The task: How many lines of the material below contain the string "paved"? Reply with only the number.

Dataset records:
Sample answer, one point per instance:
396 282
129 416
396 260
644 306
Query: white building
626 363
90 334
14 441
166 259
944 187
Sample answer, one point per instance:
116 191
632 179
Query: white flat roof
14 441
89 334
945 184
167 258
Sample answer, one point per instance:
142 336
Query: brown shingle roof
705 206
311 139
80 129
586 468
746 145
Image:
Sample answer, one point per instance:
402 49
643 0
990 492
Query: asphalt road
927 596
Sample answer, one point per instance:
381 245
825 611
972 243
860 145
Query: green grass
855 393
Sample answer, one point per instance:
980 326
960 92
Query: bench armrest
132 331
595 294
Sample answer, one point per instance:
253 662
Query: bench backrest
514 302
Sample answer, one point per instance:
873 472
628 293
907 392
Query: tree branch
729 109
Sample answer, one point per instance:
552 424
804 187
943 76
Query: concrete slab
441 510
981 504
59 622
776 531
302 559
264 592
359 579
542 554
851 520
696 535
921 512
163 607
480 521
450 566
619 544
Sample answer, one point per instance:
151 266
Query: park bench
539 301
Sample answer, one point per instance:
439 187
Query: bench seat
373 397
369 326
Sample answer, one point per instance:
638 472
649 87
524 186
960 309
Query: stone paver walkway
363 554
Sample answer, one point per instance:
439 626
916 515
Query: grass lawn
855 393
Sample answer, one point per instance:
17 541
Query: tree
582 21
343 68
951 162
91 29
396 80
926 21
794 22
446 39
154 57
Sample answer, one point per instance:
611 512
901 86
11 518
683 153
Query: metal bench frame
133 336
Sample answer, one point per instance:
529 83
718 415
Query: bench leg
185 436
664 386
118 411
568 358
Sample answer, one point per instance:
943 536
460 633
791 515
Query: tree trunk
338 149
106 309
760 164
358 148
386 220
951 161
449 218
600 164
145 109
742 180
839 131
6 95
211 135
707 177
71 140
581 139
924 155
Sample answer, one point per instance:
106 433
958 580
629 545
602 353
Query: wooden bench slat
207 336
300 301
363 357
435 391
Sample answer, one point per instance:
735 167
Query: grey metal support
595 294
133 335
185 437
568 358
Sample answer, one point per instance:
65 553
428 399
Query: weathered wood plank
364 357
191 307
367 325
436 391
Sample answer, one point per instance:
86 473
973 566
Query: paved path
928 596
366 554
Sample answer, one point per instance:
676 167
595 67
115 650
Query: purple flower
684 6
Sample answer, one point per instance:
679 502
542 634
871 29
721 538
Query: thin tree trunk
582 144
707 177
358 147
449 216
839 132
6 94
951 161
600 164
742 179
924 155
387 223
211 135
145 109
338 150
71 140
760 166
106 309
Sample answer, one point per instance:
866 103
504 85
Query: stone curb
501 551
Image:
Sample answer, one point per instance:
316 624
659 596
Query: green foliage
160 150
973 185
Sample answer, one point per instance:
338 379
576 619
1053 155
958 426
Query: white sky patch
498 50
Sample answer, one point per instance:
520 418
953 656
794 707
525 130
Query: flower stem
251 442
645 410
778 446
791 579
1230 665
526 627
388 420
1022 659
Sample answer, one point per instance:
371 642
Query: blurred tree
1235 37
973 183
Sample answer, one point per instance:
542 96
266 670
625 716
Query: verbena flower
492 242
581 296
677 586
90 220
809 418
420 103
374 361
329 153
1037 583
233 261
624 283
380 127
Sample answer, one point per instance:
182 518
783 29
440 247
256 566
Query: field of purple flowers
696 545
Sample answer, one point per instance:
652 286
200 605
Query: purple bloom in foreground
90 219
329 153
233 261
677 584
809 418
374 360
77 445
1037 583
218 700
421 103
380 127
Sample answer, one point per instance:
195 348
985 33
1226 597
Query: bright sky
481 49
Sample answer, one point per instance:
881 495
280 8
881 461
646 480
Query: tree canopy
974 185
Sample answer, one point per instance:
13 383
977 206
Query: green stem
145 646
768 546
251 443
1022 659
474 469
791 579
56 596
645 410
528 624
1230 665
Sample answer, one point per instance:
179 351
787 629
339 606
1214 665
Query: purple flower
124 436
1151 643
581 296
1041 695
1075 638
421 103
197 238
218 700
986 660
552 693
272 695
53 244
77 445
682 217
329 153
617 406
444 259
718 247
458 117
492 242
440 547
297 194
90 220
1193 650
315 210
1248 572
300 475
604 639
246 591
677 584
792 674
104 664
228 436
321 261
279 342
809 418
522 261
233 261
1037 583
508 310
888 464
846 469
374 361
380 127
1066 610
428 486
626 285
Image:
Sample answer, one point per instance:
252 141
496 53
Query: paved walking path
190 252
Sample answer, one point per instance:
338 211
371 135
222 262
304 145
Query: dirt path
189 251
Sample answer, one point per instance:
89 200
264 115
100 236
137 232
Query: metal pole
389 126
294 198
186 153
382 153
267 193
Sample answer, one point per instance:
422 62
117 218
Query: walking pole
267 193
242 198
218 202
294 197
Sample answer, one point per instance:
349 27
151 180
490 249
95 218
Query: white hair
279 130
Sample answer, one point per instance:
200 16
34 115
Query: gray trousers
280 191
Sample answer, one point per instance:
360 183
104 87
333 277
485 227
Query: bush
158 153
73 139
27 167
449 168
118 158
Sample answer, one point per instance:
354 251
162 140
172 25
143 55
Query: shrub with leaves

Answer to this problem: 2